DATA SHOWN
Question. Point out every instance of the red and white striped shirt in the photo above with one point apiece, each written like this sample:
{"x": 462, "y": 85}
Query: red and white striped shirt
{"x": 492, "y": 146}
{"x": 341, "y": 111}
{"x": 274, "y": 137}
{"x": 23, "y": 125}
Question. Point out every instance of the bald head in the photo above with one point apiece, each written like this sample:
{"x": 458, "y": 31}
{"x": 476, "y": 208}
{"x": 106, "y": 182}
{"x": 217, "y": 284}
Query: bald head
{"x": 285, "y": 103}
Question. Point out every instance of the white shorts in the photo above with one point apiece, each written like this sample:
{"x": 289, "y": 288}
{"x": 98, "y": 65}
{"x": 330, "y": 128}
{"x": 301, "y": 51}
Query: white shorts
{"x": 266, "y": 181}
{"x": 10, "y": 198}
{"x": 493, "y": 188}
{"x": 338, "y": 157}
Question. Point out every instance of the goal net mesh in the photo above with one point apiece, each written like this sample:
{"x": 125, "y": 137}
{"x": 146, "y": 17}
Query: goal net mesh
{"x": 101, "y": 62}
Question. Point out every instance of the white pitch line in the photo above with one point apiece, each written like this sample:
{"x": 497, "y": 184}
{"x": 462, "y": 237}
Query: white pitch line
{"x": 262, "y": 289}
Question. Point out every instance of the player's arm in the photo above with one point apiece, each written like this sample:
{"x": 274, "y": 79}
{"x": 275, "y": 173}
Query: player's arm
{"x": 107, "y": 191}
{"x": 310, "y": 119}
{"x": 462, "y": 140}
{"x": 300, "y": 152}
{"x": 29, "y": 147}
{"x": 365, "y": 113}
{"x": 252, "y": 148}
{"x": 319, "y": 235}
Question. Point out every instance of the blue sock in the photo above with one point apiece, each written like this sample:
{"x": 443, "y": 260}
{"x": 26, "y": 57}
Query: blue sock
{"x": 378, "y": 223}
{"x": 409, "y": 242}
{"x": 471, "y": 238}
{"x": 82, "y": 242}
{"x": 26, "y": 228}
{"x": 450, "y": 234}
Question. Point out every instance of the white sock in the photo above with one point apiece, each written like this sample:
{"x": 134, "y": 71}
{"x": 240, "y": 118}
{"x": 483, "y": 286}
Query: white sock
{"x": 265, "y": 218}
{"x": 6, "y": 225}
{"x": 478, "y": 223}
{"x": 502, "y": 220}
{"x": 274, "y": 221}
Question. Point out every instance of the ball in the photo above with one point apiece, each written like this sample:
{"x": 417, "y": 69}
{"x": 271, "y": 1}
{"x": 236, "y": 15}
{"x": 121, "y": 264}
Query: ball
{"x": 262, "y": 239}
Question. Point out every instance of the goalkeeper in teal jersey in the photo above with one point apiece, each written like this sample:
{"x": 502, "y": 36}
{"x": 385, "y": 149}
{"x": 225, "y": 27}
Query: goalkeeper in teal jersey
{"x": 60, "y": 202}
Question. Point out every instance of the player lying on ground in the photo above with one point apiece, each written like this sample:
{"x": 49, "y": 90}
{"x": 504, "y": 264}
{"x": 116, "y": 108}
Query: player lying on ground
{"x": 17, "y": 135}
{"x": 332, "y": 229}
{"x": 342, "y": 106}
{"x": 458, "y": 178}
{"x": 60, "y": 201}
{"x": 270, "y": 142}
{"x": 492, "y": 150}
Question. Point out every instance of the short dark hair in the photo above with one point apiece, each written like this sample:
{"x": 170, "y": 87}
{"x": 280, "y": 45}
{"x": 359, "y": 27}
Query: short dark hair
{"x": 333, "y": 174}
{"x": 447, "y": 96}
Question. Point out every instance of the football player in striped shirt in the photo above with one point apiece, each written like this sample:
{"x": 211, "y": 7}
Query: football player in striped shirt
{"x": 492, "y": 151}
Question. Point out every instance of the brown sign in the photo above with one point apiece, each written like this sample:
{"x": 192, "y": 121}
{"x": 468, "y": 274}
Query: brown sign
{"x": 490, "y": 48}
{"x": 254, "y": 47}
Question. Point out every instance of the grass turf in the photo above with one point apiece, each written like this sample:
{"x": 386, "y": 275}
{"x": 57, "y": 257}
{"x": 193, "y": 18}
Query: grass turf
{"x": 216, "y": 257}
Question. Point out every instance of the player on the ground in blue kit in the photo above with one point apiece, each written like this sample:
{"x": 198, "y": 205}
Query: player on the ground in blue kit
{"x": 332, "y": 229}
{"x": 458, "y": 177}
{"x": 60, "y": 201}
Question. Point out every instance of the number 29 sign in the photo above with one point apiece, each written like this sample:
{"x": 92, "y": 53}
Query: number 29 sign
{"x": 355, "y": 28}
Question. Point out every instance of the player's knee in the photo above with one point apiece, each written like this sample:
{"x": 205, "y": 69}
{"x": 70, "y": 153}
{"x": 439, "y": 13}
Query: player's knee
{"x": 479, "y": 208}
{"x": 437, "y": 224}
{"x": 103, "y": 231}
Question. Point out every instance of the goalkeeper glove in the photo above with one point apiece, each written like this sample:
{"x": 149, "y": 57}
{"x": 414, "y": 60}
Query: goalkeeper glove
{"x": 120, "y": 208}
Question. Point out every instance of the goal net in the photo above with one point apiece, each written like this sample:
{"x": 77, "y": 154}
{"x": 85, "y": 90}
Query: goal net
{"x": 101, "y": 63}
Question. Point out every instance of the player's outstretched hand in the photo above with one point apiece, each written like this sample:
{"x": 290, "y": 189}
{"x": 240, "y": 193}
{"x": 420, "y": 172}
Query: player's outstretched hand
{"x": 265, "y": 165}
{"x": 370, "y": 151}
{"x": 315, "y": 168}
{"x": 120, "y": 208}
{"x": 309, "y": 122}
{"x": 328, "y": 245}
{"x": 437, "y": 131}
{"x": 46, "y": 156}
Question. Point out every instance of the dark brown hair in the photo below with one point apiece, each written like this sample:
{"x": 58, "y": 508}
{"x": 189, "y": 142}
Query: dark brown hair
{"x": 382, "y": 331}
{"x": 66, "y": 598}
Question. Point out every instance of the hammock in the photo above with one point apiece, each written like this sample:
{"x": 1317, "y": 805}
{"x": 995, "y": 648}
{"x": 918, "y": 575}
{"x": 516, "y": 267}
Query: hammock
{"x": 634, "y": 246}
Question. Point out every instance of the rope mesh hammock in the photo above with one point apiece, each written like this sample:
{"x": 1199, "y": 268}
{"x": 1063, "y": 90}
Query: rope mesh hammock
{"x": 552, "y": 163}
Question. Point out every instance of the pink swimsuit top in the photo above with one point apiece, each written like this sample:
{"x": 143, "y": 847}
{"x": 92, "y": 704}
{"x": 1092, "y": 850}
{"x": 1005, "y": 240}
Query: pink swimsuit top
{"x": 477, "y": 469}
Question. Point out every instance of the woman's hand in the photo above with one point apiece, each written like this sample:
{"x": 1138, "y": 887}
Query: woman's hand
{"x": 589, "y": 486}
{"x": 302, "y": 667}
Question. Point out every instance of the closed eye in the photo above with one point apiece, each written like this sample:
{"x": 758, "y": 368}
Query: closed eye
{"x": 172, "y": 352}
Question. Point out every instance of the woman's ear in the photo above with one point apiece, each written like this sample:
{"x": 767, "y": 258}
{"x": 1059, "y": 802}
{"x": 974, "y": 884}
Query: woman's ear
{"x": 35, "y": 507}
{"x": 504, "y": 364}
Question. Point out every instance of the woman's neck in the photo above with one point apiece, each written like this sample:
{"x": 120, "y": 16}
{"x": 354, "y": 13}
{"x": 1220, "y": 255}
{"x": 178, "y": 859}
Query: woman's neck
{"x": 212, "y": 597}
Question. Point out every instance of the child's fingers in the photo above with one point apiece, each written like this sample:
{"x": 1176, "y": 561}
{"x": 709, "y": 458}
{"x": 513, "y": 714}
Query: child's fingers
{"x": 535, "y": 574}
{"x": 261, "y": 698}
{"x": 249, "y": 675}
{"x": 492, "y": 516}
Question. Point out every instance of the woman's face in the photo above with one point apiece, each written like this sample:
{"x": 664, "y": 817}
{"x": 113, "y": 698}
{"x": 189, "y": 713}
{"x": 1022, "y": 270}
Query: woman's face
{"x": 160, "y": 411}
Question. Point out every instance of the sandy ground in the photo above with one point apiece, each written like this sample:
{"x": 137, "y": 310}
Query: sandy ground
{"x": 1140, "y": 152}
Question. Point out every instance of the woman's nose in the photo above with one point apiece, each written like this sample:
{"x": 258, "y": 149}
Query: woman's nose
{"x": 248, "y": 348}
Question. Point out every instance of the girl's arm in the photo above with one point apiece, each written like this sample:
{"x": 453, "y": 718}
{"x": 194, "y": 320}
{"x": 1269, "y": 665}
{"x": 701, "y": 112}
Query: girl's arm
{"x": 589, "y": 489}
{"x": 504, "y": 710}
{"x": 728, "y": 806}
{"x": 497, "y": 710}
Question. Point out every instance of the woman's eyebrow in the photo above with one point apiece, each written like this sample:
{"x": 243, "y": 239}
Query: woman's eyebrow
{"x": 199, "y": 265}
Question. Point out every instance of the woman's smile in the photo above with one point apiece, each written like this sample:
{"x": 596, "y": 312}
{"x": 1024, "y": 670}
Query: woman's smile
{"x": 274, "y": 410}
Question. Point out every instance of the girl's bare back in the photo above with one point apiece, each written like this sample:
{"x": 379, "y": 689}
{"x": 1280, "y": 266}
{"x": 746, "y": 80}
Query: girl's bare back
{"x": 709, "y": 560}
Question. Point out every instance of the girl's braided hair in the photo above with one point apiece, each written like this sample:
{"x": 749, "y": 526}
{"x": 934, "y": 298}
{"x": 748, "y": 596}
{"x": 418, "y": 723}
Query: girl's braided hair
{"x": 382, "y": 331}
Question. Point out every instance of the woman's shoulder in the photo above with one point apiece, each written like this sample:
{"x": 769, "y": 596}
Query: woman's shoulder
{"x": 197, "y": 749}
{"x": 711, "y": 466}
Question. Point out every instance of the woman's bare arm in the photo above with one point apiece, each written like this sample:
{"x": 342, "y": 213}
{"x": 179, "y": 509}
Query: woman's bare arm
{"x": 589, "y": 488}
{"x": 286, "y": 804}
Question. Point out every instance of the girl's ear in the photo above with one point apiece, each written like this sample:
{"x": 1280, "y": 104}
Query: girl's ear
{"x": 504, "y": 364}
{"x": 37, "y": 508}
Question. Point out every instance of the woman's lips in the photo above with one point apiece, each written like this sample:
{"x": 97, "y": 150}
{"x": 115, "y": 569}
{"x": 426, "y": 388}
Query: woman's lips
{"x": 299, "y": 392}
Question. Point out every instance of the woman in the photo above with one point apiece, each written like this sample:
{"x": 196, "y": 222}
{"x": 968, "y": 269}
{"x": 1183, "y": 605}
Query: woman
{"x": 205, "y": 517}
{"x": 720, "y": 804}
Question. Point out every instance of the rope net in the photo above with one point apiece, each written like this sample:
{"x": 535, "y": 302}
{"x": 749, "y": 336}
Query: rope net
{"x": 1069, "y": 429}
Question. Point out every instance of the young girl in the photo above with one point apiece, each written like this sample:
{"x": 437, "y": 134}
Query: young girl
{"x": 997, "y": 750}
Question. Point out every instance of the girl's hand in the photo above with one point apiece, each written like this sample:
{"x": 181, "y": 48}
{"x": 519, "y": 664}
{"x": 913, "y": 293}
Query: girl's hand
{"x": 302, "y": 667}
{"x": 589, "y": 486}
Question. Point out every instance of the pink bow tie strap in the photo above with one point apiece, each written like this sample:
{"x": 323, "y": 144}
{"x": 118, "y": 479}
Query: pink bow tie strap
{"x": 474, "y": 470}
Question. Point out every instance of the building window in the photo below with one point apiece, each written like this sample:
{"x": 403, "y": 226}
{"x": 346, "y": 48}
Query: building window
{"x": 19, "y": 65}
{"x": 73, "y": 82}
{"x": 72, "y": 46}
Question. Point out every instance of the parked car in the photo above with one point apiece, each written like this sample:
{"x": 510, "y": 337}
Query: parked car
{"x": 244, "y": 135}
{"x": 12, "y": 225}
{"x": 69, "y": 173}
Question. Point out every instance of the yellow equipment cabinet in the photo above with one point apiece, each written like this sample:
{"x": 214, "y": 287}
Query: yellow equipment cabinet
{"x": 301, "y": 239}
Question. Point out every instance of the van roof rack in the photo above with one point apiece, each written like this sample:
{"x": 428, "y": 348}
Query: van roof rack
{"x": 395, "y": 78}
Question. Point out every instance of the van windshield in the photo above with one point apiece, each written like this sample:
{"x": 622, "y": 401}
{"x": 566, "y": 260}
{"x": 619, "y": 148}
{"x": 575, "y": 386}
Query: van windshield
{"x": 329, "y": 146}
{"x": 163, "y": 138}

DIRECTIONS FOR THIS TASK
For the entries above, transcribe precisely the lines from the one with "Query: van roof rack" through the end, including both.

TASK RESPONSE
Query: van roof rack
{"x": 395, "y": 78}
Question. Point out every instance of the van windshield in the photo above with one point apiece, each written like this sample:
{"x": 622, "y": 401}
{"x": 566, "y": 260}
{"x": 619, "y": 148}
{"x": 575, "y": 386}
Query: van windshield
{"x": 329, "y": 146}
{"x": 163, "y": 138}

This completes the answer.